=== Source extract ===

Christian Friedel Tells Josh O’Connor About Making The Zone of Interest

Christian Friedel

Christian Friedel, photographed by Myles Pettengill.

At the Telluride Film Festival late last summer, Josh O’Connor finally met the actor who delivered what he considers the performance of the year: Christian Friedel, who plays the S.S. commandant Rudolf Höss in Jonathan Glazer’s disquieting, art-house adaptation of Martin Amis’s novel The Zone of Interest. But O’Connor didn’t know it yet. “We started chatting and I was like, ‘He seems like a nice guy,'” the actor recalled on a Zoom with the 44-year-old Friedel last month. “I had no idea it was you.” That’s a testament to how wholly Friedel transformed himself for the film, in which he and Sandra Hüller, playing Höss’s wife, tend to their five children and their garden while the guard tower at Auschwitz looms terrifyingly in the background. “Sometimes, he said it’s Big Brother in a Nazi house,” Freidel says of Glazer, whose last feature film was 2013’s similarly menacing Under the Skin. In conversation with O’Connor, Friedel talked about the physical toll of embodying evil, from puking to panic attacks, and his earliest encounters with Glazer’s work in Radiohead music videos. 


JOSH O’CONNOR: I’m so honored I’m getting to speak to you. The story of meeting you has served me so well, I’ve told everyone. I’d just seen The Zone of Interest at Telluride, and then we sat next to each other. I was like, “The film’s incredible, the film of the year, and the main guy, Christian, is unreal. He’s such a brilliant actor. What a performance.” Then someone said, “Oh. Have you met Christian?” We started chatting and I was like, “He seems like a nice guy.” I had no idea it was you. I didn’t know if someone told me or if it just suddenly landed, but it was incredible to me. You transformed so completely.

=== Record set ===

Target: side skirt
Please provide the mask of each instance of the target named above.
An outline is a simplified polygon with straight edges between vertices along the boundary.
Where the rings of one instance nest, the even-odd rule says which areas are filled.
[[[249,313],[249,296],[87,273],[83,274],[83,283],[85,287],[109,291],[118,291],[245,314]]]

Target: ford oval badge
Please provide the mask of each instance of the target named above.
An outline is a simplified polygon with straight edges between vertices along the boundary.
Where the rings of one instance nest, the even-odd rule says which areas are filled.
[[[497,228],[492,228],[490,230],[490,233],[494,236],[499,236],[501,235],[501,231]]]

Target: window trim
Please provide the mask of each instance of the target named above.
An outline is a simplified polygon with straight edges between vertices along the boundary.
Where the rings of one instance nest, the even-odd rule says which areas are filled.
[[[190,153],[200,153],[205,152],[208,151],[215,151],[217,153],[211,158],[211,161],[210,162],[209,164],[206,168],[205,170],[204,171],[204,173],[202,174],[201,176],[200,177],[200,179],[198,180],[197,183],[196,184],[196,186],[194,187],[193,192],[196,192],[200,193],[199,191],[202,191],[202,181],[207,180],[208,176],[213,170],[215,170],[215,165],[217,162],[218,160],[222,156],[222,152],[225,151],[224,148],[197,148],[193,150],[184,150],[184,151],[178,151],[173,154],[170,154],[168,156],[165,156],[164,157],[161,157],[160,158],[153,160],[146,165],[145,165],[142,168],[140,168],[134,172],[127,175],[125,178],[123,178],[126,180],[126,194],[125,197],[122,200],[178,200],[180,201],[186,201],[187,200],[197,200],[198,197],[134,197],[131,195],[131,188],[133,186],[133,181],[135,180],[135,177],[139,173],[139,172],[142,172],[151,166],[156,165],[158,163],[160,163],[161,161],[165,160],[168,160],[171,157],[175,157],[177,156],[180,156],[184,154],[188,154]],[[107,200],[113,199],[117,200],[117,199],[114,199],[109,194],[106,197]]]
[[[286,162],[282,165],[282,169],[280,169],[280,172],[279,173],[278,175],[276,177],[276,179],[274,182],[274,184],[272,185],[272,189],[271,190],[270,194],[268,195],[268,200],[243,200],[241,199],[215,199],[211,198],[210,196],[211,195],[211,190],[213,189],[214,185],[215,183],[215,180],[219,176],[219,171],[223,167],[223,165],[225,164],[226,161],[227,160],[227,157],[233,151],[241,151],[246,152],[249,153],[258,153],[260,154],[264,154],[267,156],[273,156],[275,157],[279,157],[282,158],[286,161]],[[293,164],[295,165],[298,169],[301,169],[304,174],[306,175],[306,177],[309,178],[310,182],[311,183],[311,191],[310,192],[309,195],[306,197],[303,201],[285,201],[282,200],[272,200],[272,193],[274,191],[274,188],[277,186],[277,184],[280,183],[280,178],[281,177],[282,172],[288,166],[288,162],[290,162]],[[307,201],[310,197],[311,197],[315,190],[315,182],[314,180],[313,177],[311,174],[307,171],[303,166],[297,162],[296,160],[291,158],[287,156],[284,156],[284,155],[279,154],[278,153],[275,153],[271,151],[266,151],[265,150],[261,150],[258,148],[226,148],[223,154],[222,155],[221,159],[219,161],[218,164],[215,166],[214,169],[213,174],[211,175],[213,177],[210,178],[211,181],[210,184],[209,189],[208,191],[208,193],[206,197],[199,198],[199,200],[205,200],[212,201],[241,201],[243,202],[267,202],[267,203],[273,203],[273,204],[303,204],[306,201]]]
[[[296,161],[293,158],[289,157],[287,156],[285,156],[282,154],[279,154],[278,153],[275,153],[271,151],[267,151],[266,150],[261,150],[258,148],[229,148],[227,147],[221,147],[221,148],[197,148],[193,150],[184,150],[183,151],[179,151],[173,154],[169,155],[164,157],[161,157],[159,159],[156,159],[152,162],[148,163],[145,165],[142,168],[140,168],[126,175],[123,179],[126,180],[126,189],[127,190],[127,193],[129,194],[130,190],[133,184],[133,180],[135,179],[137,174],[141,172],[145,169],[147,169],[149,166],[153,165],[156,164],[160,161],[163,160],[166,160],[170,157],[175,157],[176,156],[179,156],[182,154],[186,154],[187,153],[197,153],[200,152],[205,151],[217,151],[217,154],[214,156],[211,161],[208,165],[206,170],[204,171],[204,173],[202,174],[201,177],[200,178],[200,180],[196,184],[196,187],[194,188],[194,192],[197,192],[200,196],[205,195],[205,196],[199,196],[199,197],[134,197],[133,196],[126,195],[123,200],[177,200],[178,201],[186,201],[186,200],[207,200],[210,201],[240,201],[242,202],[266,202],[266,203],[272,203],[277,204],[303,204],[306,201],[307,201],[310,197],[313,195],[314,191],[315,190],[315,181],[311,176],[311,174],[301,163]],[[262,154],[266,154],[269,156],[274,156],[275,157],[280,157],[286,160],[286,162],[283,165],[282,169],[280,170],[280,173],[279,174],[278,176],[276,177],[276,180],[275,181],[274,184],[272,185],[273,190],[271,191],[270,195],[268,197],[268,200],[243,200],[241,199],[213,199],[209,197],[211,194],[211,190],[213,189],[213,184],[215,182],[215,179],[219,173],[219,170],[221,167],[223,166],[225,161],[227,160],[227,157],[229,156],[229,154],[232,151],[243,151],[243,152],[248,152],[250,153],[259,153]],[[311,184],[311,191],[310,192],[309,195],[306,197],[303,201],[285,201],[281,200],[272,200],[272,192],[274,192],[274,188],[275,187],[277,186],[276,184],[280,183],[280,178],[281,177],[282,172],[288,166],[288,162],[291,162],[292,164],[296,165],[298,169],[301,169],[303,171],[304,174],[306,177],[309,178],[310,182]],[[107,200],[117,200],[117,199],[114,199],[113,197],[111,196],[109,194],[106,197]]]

===

**Directives**:
A) Using the Zone of Interest interview, answer each question:
(i) At which event did Josh O'Connor first meet Christian Friedel?
(ii) How old is Friedel?
(iii) Who plays Höss's wife in the film?
B) Write the next part of the Zone of Interest interview, picking up right after O'Connor's remark about how completely Friedel transformed.

**Task results**:
A)
(i) The Telluride Film Festival
(ii) 44
(iii) Sandra Hüller

B)
CHRISTIAN FRIEDEL: [Laughs] Thank you so much. I will never forget the moment your face was frozen.

JOSH O’CONNOR: It was like a cartoon reaction. But it’s so incredible, you must be so proud of it, as a film and as a performance.

CHRISTIAN FRIEDEL: I’m proud, but I’m really grateful to be a part of John’s vision because I grew up with his work. I’m a huge Radiohead fan and Massive Attack fan, and I saw a commercial from Levi’s in a cinema with a man and a woman running through wards. Later, I realized this is all from the vision of Jonathan Glazer. Then when I met him for the first time, he shared his vision, and from the first second I wanted to be a part of it. 

JOSH O’CONNOR: How did you first meet Jonathan?

CHRISTIAN FRIEDEL: It was in a pub in London. I remember there was a really famous soccer player next to us. Jonathan was a little bit nervous around him because he’s a huge soccer fan. But I was really nervous because my English was limited and I was nervous that I wouldn’t understand everything. I was listening to his vision. He shared with me rare photographs and the script. We talked about my memories with my grandma and grandpas, conversations about the war and so on. We had a really personal conversation and immediately we had a connection.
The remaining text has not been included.